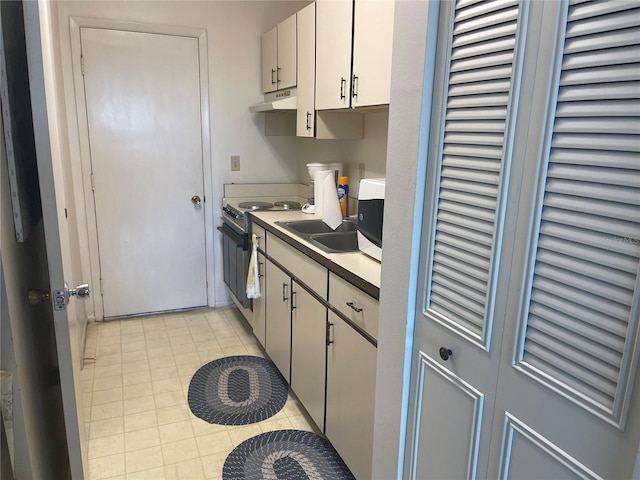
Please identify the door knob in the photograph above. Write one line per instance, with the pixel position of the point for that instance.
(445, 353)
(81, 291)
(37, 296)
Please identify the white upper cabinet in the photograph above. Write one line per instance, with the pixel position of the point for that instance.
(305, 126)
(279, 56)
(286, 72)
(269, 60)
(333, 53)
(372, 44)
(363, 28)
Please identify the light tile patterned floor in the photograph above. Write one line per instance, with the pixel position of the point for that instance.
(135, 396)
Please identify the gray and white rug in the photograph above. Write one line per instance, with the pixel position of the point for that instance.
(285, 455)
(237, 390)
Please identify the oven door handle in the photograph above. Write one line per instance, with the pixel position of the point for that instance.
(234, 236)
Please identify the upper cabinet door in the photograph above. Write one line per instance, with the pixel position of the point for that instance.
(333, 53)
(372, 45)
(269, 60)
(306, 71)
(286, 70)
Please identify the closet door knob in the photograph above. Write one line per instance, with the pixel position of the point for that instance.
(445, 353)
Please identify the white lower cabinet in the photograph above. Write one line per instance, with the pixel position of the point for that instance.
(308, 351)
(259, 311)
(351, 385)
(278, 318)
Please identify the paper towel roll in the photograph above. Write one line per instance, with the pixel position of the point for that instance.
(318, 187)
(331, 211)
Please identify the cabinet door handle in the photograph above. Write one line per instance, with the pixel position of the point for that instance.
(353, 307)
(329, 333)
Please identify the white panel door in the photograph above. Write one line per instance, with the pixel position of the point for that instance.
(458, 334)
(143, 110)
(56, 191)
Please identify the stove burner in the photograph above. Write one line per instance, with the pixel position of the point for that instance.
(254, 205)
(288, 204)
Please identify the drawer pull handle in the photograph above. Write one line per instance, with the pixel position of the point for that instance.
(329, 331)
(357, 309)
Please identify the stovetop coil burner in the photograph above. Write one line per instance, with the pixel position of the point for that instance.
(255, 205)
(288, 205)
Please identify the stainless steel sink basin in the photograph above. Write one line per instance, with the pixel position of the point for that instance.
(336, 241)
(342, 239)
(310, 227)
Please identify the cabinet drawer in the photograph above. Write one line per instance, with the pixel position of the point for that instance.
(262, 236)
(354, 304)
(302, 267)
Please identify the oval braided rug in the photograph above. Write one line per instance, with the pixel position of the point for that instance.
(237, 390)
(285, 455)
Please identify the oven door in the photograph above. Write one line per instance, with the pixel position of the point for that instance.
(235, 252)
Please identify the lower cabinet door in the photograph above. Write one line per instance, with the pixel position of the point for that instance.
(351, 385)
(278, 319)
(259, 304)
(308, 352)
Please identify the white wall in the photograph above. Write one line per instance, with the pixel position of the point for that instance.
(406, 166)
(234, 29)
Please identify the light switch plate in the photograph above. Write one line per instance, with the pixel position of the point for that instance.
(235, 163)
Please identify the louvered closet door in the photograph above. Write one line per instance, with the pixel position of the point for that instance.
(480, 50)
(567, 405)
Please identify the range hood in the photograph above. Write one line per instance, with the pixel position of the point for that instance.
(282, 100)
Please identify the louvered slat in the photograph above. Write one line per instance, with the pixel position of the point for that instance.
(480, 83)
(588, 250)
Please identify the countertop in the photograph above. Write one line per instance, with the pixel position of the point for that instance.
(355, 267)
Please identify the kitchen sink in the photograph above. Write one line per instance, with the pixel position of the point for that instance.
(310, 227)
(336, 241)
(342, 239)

* * *

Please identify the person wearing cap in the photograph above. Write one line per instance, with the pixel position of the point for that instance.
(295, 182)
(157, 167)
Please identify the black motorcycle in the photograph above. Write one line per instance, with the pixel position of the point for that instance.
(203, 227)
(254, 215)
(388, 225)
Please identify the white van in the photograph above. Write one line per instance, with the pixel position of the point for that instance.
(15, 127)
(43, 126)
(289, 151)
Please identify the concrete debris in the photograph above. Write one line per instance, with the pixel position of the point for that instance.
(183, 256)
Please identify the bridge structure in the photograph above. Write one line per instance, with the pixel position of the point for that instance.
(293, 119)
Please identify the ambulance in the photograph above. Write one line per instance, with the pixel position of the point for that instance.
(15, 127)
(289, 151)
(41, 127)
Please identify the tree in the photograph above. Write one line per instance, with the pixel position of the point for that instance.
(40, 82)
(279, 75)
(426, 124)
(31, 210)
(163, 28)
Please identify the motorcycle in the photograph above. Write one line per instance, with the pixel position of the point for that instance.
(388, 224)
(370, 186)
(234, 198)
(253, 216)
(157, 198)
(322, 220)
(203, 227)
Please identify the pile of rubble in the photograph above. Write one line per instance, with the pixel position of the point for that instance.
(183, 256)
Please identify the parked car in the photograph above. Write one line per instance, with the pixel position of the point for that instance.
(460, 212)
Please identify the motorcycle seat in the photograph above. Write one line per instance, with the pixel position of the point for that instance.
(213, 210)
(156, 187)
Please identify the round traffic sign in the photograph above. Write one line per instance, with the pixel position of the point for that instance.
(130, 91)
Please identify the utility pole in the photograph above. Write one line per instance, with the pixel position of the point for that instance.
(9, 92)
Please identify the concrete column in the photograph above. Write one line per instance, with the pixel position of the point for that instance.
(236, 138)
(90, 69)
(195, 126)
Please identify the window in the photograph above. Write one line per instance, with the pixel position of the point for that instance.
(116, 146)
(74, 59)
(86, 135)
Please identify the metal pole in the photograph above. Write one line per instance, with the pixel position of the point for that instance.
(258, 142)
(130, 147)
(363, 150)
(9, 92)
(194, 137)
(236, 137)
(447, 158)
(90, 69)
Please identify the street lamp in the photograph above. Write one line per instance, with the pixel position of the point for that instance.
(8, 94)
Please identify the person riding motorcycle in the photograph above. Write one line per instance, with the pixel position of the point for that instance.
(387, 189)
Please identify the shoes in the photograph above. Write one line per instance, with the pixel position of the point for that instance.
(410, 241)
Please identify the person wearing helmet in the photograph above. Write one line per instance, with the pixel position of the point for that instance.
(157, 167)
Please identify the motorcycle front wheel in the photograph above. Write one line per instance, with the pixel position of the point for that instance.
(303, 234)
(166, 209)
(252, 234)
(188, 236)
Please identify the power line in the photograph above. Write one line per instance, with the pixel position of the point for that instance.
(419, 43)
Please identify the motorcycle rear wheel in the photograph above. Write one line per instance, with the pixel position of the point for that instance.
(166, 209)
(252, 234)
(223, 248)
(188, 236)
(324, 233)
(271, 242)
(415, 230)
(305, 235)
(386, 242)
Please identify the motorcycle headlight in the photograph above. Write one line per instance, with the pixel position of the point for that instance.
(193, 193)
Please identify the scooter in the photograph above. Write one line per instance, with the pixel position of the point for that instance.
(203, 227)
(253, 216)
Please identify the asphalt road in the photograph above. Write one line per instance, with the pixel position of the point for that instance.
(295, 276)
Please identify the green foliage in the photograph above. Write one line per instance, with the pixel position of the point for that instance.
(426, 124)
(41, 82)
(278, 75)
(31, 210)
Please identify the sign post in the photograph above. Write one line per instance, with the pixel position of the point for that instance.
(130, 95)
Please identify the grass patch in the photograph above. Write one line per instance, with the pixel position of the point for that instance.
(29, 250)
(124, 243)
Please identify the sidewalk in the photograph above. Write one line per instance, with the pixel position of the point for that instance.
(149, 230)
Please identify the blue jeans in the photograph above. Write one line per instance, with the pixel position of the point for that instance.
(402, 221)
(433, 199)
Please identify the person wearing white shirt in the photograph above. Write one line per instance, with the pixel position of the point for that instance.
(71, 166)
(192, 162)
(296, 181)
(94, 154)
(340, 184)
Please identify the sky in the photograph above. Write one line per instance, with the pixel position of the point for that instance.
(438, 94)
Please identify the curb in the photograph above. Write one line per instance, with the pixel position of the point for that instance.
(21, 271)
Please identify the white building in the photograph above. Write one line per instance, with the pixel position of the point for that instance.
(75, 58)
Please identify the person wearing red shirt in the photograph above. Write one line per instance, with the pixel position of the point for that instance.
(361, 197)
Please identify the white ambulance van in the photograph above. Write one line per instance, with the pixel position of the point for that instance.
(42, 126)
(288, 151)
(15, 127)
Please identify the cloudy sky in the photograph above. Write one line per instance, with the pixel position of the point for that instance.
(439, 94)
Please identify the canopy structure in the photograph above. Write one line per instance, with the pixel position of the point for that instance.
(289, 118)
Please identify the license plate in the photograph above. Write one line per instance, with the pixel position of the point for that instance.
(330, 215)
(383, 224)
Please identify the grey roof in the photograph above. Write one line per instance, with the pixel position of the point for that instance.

* * *

• **Required work**: Render the records as a numbered list, starting with the line that contains "Please identify the person wearing red" and going on through the line that contains "Please identify the grey". Leave out any blank lines.

• **Response**:
1. Please identify the person wearing red shirt in the photograph above. Write one line per instance, with the pixel position of the point for that instance.
2. (361, 197)
3. Please identify the white ambulance van in the photograph above. Write one line per instance, with the pixel position of the point for that instance.
4. (42, 126)
5. (288, 151)
6. (15, 127)
7. Please identify the cloudy sky in the photograph above. Write one line per instance, with the pixel position of the point for that instance.
8. (439, 94)
9. Please identify the canopy structure in the photograph above. Write one line per instance, with the pixel position of the point for that instance.
10. (289, 118)
11. Please identify the license plate in the photograph above. Write one line per instance, with the pixel position of the point for that instance.
12. (330, 215)
13. (383, 224)
14. Please identify the grey roof in the photograph above. Write one line per instance, with the pixel position of the point for that instance.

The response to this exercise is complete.